• **Page excerpt**:
____________

While we aim to discuss a wide breadth of films each year, few things give us more pleasure than the arrival of bold, new voices. It’s why we venture to festivals (at least virtually, this year) and pore over a variety of different features that might bring to light some emerging talent. This year was an especially notable time for new directors making their stamp, and we’re highlighting the handful of 2020 debuts that most impressed us.

Below, one can check out a list spanning a variety of different genres and many are available to stream here. In years to come, take note as these helmers (hopefully) ascend.

The 40-Year-Old Version (Radha Blank)

Playwright Radha Blank’s spirited directorial debut The 40-Year-Old Version in an often hilarious and heartfelt autobiographical tale of reinvention. Surrounded in a shoebox apartment of memories of her past including 30 Under 30 Awards, Blank plays herself, a playwright who is faced with two options for her new play Harlem Ave: a local family theater or a flashier off-Broadway venue with a hole in their schedule. Best friend Archie (Peter Y. Kim) convinces her to get dressed up and court Josh Whitman (a scene-stealing Reed Birney) who has just come away from producing a bi-racial reboot of Austin Wilson’s Fences. Whitman is known for producing “safe, white-friendly” black stories and after getting physically choked by Blank, he relents and agrees to put on a production of Harlem Ave. – John F. (full review)

Babyteeth (Shannon Murphy)

____________

• **Data extracts**:
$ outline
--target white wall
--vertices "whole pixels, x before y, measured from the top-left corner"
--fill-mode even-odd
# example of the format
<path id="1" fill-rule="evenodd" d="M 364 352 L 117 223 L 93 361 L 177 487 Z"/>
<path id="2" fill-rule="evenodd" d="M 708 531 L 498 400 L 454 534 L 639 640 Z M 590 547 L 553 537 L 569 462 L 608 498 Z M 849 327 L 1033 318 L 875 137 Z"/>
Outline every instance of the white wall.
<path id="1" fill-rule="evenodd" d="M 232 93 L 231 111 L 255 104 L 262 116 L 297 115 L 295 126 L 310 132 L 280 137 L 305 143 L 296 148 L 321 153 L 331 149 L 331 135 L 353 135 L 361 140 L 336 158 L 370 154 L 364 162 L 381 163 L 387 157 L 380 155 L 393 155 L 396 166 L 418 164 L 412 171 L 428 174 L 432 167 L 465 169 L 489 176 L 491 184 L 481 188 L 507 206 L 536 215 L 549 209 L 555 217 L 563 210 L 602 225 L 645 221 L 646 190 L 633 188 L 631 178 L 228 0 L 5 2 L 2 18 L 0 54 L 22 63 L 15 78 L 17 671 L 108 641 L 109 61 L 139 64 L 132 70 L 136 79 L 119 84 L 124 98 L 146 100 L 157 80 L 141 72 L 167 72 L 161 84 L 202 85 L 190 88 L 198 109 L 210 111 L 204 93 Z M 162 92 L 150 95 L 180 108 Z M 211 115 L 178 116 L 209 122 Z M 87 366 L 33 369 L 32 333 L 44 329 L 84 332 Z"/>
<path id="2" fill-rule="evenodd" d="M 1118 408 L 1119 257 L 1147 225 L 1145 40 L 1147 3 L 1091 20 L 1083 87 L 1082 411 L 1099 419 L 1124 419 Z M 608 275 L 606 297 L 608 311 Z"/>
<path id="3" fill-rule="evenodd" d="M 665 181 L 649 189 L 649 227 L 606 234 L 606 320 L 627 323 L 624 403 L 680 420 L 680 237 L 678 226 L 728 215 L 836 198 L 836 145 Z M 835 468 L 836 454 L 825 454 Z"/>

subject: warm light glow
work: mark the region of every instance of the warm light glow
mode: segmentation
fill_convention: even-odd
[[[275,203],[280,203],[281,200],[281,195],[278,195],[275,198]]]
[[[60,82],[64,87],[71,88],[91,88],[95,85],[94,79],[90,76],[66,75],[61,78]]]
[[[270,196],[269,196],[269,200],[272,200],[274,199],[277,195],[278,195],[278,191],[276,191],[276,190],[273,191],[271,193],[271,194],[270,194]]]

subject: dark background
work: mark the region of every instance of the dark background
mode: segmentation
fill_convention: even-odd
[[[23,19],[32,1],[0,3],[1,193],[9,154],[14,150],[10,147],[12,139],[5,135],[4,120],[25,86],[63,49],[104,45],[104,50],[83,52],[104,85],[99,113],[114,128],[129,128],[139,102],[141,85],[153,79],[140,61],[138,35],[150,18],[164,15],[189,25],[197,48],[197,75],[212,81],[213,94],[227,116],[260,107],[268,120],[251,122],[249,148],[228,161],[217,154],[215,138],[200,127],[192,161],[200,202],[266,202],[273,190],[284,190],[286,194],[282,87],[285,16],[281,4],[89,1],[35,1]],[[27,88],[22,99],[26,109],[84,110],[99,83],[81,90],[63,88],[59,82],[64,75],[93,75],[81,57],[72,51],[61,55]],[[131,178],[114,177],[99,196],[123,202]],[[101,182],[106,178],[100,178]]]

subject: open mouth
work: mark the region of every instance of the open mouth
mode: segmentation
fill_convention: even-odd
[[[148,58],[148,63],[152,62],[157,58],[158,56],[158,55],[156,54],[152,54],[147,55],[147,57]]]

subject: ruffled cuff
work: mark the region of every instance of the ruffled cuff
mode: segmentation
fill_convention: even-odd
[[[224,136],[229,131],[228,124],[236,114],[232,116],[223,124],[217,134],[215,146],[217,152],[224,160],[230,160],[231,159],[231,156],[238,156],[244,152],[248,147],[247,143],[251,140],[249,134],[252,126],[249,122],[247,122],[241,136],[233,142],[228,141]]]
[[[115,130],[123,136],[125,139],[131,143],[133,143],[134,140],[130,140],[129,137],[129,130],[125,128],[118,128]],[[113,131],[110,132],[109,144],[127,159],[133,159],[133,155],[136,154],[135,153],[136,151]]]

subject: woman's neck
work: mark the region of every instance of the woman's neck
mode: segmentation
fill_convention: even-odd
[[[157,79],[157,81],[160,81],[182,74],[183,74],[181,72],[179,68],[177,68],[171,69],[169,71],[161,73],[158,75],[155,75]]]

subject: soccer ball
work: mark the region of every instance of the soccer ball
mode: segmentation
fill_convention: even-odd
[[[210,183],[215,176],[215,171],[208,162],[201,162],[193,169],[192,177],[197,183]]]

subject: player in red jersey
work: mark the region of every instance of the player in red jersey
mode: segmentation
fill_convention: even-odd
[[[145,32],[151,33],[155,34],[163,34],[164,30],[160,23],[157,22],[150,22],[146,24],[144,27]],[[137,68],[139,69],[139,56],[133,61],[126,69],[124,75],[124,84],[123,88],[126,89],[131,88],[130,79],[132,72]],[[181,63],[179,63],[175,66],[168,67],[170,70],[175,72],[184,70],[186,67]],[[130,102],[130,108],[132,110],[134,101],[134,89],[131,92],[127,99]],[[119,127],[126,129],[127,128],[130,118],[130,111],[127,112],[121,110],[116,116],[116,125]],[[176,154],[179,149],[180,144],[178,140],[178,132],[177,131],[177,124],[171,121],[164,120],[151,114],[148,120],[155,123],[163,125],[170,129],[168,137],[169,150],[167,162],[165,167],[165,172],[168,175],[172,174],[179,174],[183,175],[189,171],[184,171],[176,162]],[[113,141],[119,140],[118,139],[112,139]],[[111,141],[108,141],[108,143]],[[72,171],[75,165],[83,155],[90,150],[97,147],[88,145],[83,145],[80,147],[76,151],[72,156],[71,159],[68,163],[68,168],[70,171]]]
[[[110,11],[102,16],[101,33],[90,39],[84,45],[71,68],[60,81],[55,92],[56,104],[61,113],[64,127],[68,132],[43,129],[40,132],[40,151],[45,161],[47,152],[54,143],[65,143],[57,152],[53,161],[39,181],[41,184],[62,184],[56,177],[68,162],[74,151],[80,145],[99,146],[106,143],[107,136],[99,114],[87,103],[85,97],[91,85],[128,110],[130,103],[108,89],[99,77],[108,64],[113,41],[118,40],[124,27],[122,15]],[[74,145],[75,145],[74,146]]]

____________

• **Actions to take**:
1. In the article on 2020 directorial debuts, who plays Archie in The 40-Year-Old Version?
2. Duplicate the part of the article on 2020 directorial debuts starting at "Below, one can" and ending at "helmers (hopefully) ascend.".
3. Go on with the article on 2020 directorial debuts from the point where it stops.
The listing has nothing to do with the article on 2020 directorial debuts.

• **Answer list**:
1. Peter Y. Kim

2.
Below, one can check out a list spanning a variety of different genres and many are available to stream here. In years to come, take note as these helmers (hopefully) ascend.

3.
Milla is not the first terminally stricken teen girl to grace a coming-of-age film, nor will she be the last. She may, however, be the most precocious: kitted out in oversized ‘80s woodland animal shirts and Day-Glo colors, and with a revolving cast of hairdos (for obvious reason), she enlivens and emboldens the new film Babyteeth with a punky energy that–try as lesser directors might–is not often seen in such things. Indeed, we’re not kissing Ansel Elgort in Anne Frank’s house anymore, Dorothy. – Rory O. (full review)

The Climb (Michael Angelo Covino)

In The Climb–as occasionally in life–friendship can be an uphill struggle at the best of times. So how about the worst? Michael Angelo Covino’s auspicious feature debut confronts that topic as a barometer might an oncoming storm. It’s essentially a buddy comedy, although one of the caustic variety, and built to make you squirm just a little, like Judd Apatow put through a filter of something like Festen or Force Majeure. – Rory O. (full review)

The Grand Bizarre (Jodie Mack)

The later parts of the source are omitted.